*Document text:*
--*--
Your last name stays put.
The garage is all yours.
Wedding plans take care of themselves.
Chocolate is just another snack.
You can never be pregnant.
Car mechanics tell you the truth.
The world is your urinal.
You never have to drive to another petrol station restroom because this one is just too icky.
You don't have to stop and think of which way to turn a nut on a bolt.
Same work, more pay.
Wrinkles add character.
People never stare a t your chest when you're talking to them.
New shoes don't cut, blister, or mangle your feet.
One mood all the time.

Phone conversations are over in 30 seconds flat.
You know stuff about tanks and engines.

A five-day vacation requires only one suitcase.
You can open all your own jars.
You get extra credit for the slightest act of thoughtfulness.

Your underwear is $8.95 for a three-pack.
Three pairs of shoes are more than enough.
You never have strap problems in public.
You are unable to see wrinkles in your clothes.
Everything on your face stays its original color.
The same hairstyle lasts for years, maybe decades.
You only have to shave your face and neck.

You can play with toys all your life.
One wallet and one pair of shoes -- one color for all seasons.
You can wear shorts no matter how your legs look.
You can 'do' your nails with a pocket knife.
You have freedom of choice concerning growing a moustache.

You can do Christmas shopping for 25 relatives on December 24 in 25 minutes.

No wonder men are happier.
--*--
*Given data:*
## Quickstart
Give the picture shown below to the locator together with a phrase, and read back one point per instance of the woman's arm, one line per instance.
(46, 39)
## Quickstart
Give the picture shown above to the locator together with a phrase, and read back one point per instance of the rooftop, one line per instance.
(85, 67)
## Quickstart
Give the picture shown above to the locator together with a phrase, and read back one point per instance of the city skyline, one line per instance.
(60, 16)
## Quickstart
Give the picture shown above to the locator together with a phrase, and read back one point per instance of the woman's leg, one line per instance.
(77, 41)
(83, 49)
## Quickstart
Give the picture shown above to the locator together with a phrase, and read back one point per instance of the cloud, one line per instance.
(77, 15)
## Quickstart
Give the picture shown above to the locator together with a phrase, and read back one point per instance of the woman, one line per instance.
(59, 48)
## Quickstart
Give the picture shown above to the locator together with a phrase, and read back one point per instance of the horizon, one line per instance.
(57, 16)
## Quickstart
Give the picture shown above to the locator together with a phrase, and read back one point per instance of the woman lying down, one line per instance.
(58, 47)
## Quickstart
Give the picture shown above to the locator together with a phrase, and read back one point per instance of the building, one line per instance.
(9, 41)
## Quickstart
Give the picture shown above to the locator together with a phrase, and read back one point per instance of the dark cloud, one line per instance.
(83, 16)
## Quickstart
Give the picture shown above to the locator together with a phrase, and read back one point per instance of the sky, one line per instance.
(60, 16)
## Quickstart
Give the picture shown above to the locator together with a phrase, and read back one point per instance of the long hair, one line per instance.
--*--
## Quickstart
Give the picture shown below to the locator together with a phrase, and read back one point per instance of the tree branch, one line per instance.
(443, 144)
--*--
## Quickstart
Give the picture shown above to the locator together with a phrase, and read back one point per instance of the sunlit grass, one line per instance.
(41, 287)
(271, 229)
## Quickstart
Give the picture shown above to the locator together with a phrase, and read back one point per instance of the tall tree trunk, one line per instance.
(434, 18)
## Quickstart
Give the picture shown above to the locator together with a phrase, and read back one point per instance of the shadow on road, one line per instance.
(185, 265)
--*--
*Requirement 1:* Which lines in the list about why men are happier mention shoes? Give each one word for word.
*Requirement 2:* Can you retype the list about why men are happier starting with "You can wear" and going on through "men are happier."?
*Requirement 3:*
Answer these questions from the list about why men are happier:
(a) How long do phone conversations take?
(b) What is the price of a three-pack of underwear?
(c) For how many relatives can Christmas shopping be done on December 24, and in how many minutes?

*Full response 1:*
New shoes don't cut, blister, or mangle your feet.
Three pairs of shoes are more than enough.
One wallet and one pair of shoes -- one color for all seasons.

*Full response 2:*
You can wear shorts no matter how your legs look.
You can 'do' your nails with a pocket knife.
You have freedom of choice concerning growing a moustache.

You can do Christmas shopping for 25 relatives on December 24 in 25 minutes.

No wonder men are happier.

*Full response 3:*
(a) 30 seconds flat
(b) $8.95
(c) 25 relatives in 25 minutes